- **Short task**
Translate into Spanish the placeholder description that the books data-cleaning notebook below assigns when a description is missing: "No description available for '{row['title']}'."

# Data Cleaner for Books.toscrape.com ETL Project
## TTTC3213

**Data Processing Types:**
1. Price Conversion
2. Availability Extraction
3. Missing Value Handling
4. Category Standardization
5. Text Cleaning

## 1. Import Dependencies

In [None]:
import pandas as pd
import numpy as np
import re
import os

## 2. Load Raw Data

In [None]:
raw_data_path = os.path.join(os.getcwd(), '..', 'data', 'raw_books.csv')
raw_data_path = os.path.abspath(raw_data_path)
df_raw = pd.read_csv(raw_data_path)
print(f"Loaded {len(df_raw)} records")
df_raw.head()

## 3. Price Conversion

In [None]:
def clean_price(price_str):
    if pd.isna(price_str):
        return np.nan
    cleaned = re.sub(r'[£$€]', '', str(price_str).strip())
    try:
        return float(cleaned)
    except ValueError:
        return np.nan

## 4. Availability Extraction

In [None]:
def extract_stock_quantity(availability_str):
    if pd.isna(availability_str):
        return 0
    match = re.search(r'\((\d+)\s*available\)', str(availability_str))
    if match:
        return int(match.group(1))
    if 'in stock' in str(availability_str).lower():
        return 1
    return 0

## 5. Missing Value Handling

In [None]:
def handle_missing_descriptions(df):
    missing_count = df['description'].isna().sum()
    print(f"Missing descriptions before: {missing_count}")
    df['description'] = df.apply(
        lambda row: f"No description available for '{row['title']}'." 
        if pd.isna(row['description']) or str(row['description']).strip() == '' 
        else row['description'], axis=1)
    print(f"Missing descriptions after: {df['description'].isna().sum()}")
    return df

## 6. Category Standardization

In [None]:
def standardize_category(category_str):
    if pd.isna(category_str):
        return 'Unknown'
    cleaned = ' '.join(str(category_str).split())
    cleaned = re.sub(r'[^\w\s\-]', '', cleaned)
    cleaned = cleaned.title()
    return cleaned if cleaned else 'Unknown'

## 7. Text Cleaning

In [None]:
def clean_text(text):
    if pd.isna(text):
        return text
    return ' '.join(str(text).split())

## 8. Category Creation Functions

In [None]:
def create_price_category(price):
    if pd.isna(price): return 'Unknown'
    elif price < 20: return 'Budget (Under £20)'
    elif price < 35: return 'Mid-range (£20-£35)'
    elif price < 50: return 'Premium (£35-£50)'
    else: return 'Luxury (Over £50)'

def create_rating_category(rating):
    if pd.isna(rating) or rating == 0: return 'No Rating'
    elif rating <= 2: return 'Low (1-2 stars)'
    elif rating <= 3: return 'Medium (3 stars)'
    else: return 'High (4-5 stars)'

def calculate_value_score(row):
    if pd.isna(row['price_clean']) or row['price_clean'] <= 0: return 0
    if pd.isna(row['rating']) or row['rating'] == 0: return 0
    return round(row['rating'] / (row['price_clean'] / 10), 2)

## 9. Execute Cleaning Pipeline

In [None]:
df_clean = df_raw.copy()

print("[1/5] Processing prices...")

- **Material**
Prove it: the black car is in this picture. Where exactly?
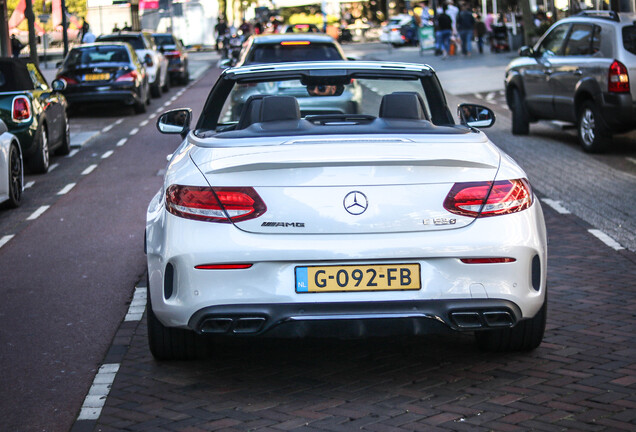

- **Solution to the exercise**
No hay descripción disponible para '{row['title']}'.